§ **Brano proposto**:
☆ ☆ ☆ ☆ ☆ ☆ ☆
È importante questo aspetto del libro. Perché le cose che sono narrate sono dure da accettare. È difficile ammettere che siano avvenute davvero. Rischi di non crederci e di non voler sentire. Ma se mentre leggi, riesci a vedere chi le ha vissute e te le sta raccontando, allora non puoi voltare la testa dall’altra parte.
Non soltanto. Davide riesce a fare un’altra cosa. Ti fa vedere Bergamo, anche oltre i suoi protagonisti: le sue valli, i fiumi, i boschi, le montagne, il cemento di fabbriche e centri commerciali. Nel suo libro, chi non la conosce, vedrà finalmente la Val Seriana, con i suoi chilometri strappati alla montagna, prima per estrarre il cemento dei Pesenti, poi per far posto ai capannoni industriali. Vedrà i suoi boschi, che, incuranti e imperterriti, ricrescono. Gli unici che osano davvero sfidare l’industria locale senza temere conseguenze. Il suo viaggio arriva fino agli affreschi quattrocenteschi nell’oratorio dei disciplini di Clusone, nell’alta valle, splendido esempio di arte tardo-medioevale, dove gli scheletri porgono omaggio alla morte, danzando ai suoi piedi insieme a principi e signori locali. Macabro presagio di quello che sarebbe avvenuto secoli dopo a valle.
Lo ringrazio, Davide, per aver raccontato così Bergamo, la sua catastrofe e la marea che per settimane, a marzo, ci ha seppellito. Farlo ha un valore politico importante ed è spiegato bene nella prefazione, poco prima di andare in stampa, dove l’autore avverte che il libro sta per uscire nel pieno della seconda ondata. Diversamente da marzo, stavolta il covid ha interessato tutto il paese e risparmiato invece Bergamo, nonostante a quaranta chilometri da qui, l’area metropolitana di Milano sia sotto assedio. Forse perché la prima ondata ha creato una relativa immunità in questa zona o forse perché, come preferisco pensare, la paura di marzo ha reso i bergamaschi più prudenti di chiunque altro.
☆ ☆ ☆ ☆ ☆ ☆ ☆
§ **Materiale fornito**:
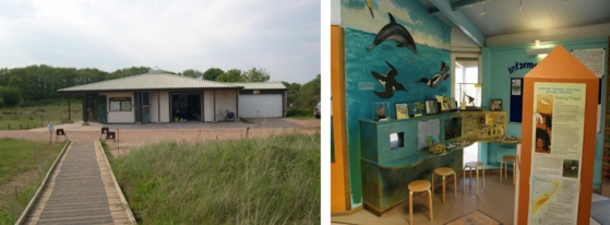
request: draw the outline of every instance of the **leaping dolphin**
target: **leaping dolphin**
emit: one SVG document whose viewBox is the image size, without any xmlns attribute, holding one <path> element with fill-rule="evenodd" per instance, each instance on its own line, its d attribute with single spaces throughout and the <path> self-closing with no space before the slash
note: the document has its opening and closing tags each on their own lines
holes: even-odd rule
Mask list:
<svg viewBox="0 0 610 225">
<path fill-rule="evenodd" d="M 383 26 L 381 31 L 376 33 L 375 39 L 373 44 L 367 47 L 367 51 L 373 49 L 376 45 L 381 44 L 384 40 L 392 39 L 396 40 L 398 45 L 396 47 L 406 47 L 411 49 L 412 52 L 417 55 L 417 49 L 415 47 L 415 40 L 412 39 L 411 34 L 405 28 L 403 25 L 396 23 L 392 13 L 387 13 L 390 15 L 390 23 Z"/>
<path fill-rule="evenodd" d="M 396 79 L 394 79 L 394 76 L 398 75 L 398 71 L 396 71 L 396 68 L 394 68 L 394 66 L 392 66 L 387 61 L 385 61 L 385 63 L 387 63 L 387 66 L 390 66 L 390 70 L 387 71 L 386 75 L 382 75 L 382 74 L 379 74 L 375 71 L 371 71 L 371 74 L 379 81 L 379 83 L 381 84 L 381 86 L 383 86 L 383 88 L 385 88 L 385 91 L 384 92 L 373 92 L 373 93 L 375 93 L 375 95 L 379 96 L 379 97 L 390 98 L 390 97 L 394 96 L 394 92 L 396 92 L 396 91 L 408 92 L 405 88 L 405 86 L 403 86 L 403 84 L 396 82 Z"/>
</svg>

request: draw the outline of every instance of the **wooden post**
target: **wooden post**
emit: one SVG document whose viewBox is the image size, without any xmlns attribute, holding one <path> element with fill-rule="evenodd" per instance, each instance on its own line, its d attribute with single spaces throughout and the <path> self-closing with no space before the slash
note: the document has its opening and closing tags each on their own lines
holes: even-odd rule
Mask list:
<svg viewBox="0 0 610 225">
<path fill-rule="evenodd" d="M 70 96 L 68 96 L 68 120 L 72 122 L 72 115 L 70 114 Z"/>
</svg>

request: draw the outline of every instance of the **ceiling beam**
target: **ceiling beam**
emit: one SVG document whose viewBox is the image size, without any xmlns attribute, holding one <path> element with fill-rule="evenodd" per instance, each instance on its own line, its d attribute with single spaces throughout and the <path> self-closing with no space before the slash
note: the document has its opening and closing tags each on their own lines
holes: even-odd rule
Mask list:
<svg viewBox="0 0 610 225">
<path fill-rule="evenodd" d="M 451 22 L 453 22 L 464 34 L 466 34 L 479 47 L 485 47 L 486 36 L 462 11 L 454 11 L 451 0 L 430 0 Z"/>
<path fill-rule="evenodd" d="M 468 7 L 483 1 L 488 1 L 488 0 L 463 0 L 457 2 L 451 2 L 451 9 L 453 11 L 456 11 L 457 8 Z"/>
<path fill-rule="evenodd" d="M 439 14 L 439 13 L 441 13 L 441 11 L 439 10 L 439 8 L 432 8 L 432 9 L 430 9 L 430 10 L 428 10 L 428 14 L 430 14 L 430 15 L 436 15 L 436 14 Z"/>
</svg>

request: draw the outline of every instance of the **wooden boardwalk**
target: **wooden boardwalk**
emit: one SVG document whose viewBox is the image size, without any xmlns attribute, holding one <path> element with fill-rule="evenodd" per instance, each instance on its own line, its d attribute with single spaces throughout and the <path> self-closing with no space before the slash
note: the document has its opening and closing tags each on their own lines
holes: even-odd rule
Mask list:
<svg viewBox="0 0 610 225">
<path fill-rule="evenodd" d="M 131 224 L 98 144 L 67 151 L 25 224 Z"/>
</svg>

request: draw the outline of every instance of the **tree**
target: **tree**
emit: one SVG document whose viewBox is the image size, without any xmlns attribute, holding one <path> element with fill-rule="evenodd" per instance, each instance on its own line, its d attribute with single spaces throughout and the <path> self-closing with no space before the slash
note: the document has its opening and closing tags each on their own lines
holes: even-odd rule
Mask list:
<svg viewBox="0 0 610 225">
<path fill-rule="evenodd" d="M 243 76 L 241 75 L 241 70 L 232 69 L 216 78 L 218 82 L 243 82 Z"/>
<path fill-rule="evenodd" d="M 218 75 L 225 73 L 220 68 L 210 68 L 203 73 L 203 79 L 208 81 L 216 81 Z"/>
<path fill-rule="evenodd" d="M 301 84 L 299 83 L 288 83 L 283 81 L 282 82 L 284 84 L 284 86 L 286 86 L 287 88 L 287 100 L 288 100 L 288 107 L 290 107 L 290 104 L 292 104 L 292 108 L 300 108 L 301 106 L 298 103 L 299 99 L 299 90 L 301 88 Z"/>
<path fill-rule="evenodd" d="M 270 73 L 264 68 L 252 68 L 243 72 L 243 80 L 246 82 L 267 82 L 270 80 Z"/>
<path fill-rule="evenodd" d="M 194 79 L 201 79 L 203 76 L 203 73 L 201 73 L 201 71 L 199 70 L 188 69 L 182 72 L 182 75 L 194 78 Z"/>
<path fill-rule="evenodd" d="M 16 106 L 21 103 L 21 90 L 13 86 L 2 86 L 0 87 L 2 93 L 2 100 L 5 106 Z"/>
</svg>

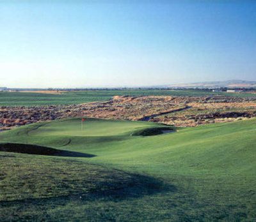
☆ ☆ ☆ ☆ ☆ ☆ ☆
§ **Compiti ed esercizi**:
A. Copia dal brano su Bergamo il passo compreso tra "Lo ringrazio, Davide, per" e "di chiunque altro.", estremi inclusi.
B. Prosegui il brano su Bergamo a partire dalla sua ultima frase.

§ **Risultati dei compiti**:
A.
Lo ringrazio, Davide, per aver raccontato così Bergamo, la sua catastrofe e la marea che per settimane, a marzo, ci ha seppellito. Farlo ha un valore politico importante ed è spiegato bene nella prefazione, poco prima di andare in stampa, dove l’autore avverte che il libro sta per uscire nel pieno della seconda ondata. Diversamente da marzo, stavolta il covid ha interessato tutto il paese e risparmiato invece Bergamo, nonostante a quaranta chilometri da qui, l’area metropolitana di Milano sia sotto assedio. Forse perché la prima ondata ha creato una relativa immunità in questa zona o forse perché, come preferisco pensare, la paura di marzo ha reso i bergamaschi più prudenti di chiunque altro.

B.
La constatazione più importante di tutto il libro sta in queste prime pagine: Bergamo è scomparsa dalle prime pagine dei giornali nazionali e internazionali e, soprattutto, è scomparsa la lezione che avrebbe dovuto dare a tutto il paese e al mondo. Cioè che i nostri modelli economici e sociali, miseramente crollati in una delle zone più ricche e industrializzate del vecchio mondo, sono straordinariamente vulnerabili al rischio antico di pandemia, con cui purtroppo, saremo destinati a fare i conti anche in futuro.
Per questo è ancora importante parlare di quello che è accaduto in questa città, che ha ancora il triste primato mondiale della mortalità per covid. Leggete questo libro, allora, vi prego. Ripercorrete cosa è accaduto in quelle quattro settimane di primavera nella città che mi ha adottata. È davvero importante fare i conti con quel gigantesco lutto collettivo e con quello che ci sta colpendo ora. Perché non abbiamo ancora avuto il coraggio di elaborarlo, a differenza di come si fa con qualunque altra catastrofe, inondazione, terremoto o guerra. Anche in funzione apotropaica, propiziatoria, come è la Danza macabra degli affreschi di Clusone in Val Seriana.
È anche non aver avuto il coraggio e l’onestà politica di guardare in faccia la morte, che ha consentito a chi ha disastrosamente gestito la prima fase dell’emergenza di passarla liscia e commettere indisturbato gli stessi criminali errori nella seconda e poi, chissà, a venire.